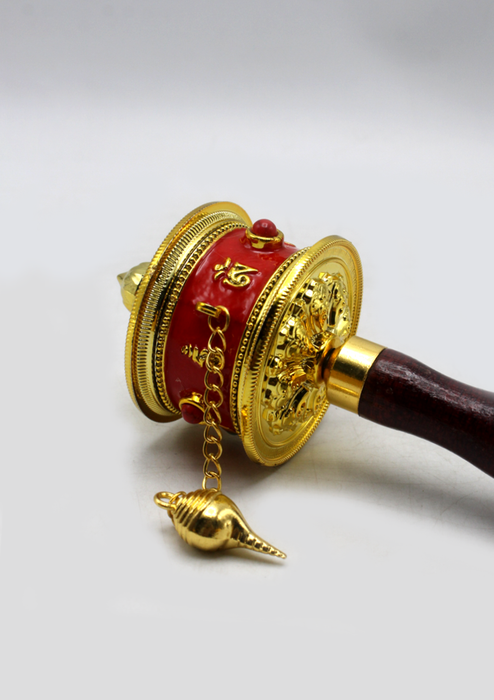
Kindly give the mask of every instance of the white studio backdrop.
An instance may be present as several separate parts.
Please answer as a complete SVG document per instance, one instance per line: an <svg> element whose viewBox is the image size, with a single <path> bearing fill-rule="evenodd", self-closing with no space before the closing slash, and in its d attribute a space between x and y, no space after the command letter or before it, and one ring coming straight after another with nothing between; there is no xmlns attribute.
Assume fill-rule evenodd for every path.
<svg viewBox="0 0 494 700"><path fill-rule="evenodd" d="M490 2L0 0L2 697L487 698L494 484L331 408L225 490L286 562L152 502L201 430L127 395L116 275L230 200L364 267L359 333L494 389Z"/></svg>

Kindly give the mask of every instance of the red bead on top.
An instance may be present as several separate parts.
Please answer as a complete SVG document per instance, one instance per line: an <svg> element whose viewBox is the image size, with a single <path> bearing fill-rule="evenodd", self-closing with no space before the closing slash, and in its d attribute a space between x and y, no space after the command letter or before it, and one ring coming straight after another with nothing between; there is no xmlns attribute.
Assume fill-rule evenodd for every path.
<svg viewBox="0 0 494 700"><path fill-rule="evenodd" d="M278 235L278 229L269 219L259 219L252 224L250 230L256 236L262 236L263 238L276 238Z"/></svg>

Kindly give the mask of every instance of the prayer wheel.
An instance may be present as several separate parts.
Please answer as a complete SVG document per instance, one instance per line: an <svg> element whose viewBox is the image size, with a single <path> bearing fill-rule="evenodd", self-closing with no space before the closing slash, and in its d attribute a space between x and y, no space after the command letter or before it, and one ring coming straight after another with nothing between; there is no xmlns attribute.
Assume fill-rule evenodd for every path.
<svg viewBox="0 0 494 700"><path fill-rule="evenodd" d="M494 474L494 394L359 338L362 266L328 236L298 249L229 202L199 207L152 261L119 275L131 311L130 394L155 421L204 418L207 308L229 314L221 427L247 455L285 462L330 403L436 442Z"/></svg>

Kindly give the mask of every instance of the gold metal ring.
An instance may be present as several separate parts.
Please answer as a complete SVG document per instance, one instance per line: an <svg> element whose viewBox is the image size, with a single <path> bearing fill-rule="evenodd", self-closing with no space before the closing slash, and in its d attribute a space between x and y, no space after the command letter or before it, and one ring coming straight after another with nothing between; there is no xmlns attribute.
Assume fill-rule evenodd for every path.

- - - - - - -

= What you are asked to do =
Please transcribe the listing exactly as it stands, but omit its pictures.

= Answer box =
Kindly give the mask of every instance of the white studio backdrop.
An instance may be present as several separate parts.
Please answer as a complete SVG document per instance, one instance per line: an <svg> element whose viewBox is the image size, with a single <path> bearing fill-rule="evenodd", self-closing with no space before the closing slash, and in its d attribute a space between x and y, no space after the command letter or before it, and one ring coming straight after another with nothing between; there is no xmlns attribute.
Assume fill-rule evenodd for every path.
<svg viewBox="0 0 494 700"><path fill-rule="evenodd" d="M490 2L0 0L2 697L487 698L494 484L331 408L225 490L286 562L152 502L201 430L127 395L116 275L230 200L364 267L359 333L494 389Z"/></svg>

Kindly give the mask of every instance of the red bead on top.
An instance may be present as several separate parts.
Please answer as a complete SVG document per instance, one instance per line: an <svg> element whose viewBox is the image size, with a single <path> bearing fill-rule="evenodd", self-closing with no space before the closing slash, and in its d attribute a space between x and y, no space after the command letter or before it, and one ring coming straight after another with nothing between; there is no xmlns attribute.
Assume fill-rule evenodd for every path.
<svg viewBox="0 0 494 700"><path fill-rule="evenodd" d="M278 235L278 229L269 219L259 219L252 224L250 230L256 236L262 236L263 238L276 238Z"/></svg>

Kindly give the mask of every instance of the prayer wheel.
An instance may be present as several separate parts.
Please answer as a complete SVG document per instance, one instance per line: an <svg> element whose viewBox is the image size, with a single <path> bearing fill-rule="evenodd", self-closing with no space before the closing slash, and in its d attribute a space between x and y, no space after the command letter or before it, and one ring coming straight after another with nothing between; there is no xmlns attribute.
Assume fill-rule evenodd for every path.
<svg viewBox="0 0 494 700"><path fill-rule="evenodd" d="M494 474L494 394L359 338L362 266L328 236L298 249L229 202L199 207L152 261L119 275L131 311L130 394L155 421L204 418L207 308L229 314L221 427L247 455L285 462L330 403L436 442Z"/></svg>

Kindly give the mask of every instance of the gold metal ring.
An instance may be present as several separate parts.
Please answer as a complete SVG document per instance, one instance per line: an <svg> element whose viewBox is the image size, with a single <path> bearing fill-rule="evenodd", self-closing with no space before the closing slash, and in its d attribute a space between x and y, no space after the command letter or before it, and one ring coming straight after another with nothing between; there is no xmlns attribute.
Assume fill-rule evenodd for every path.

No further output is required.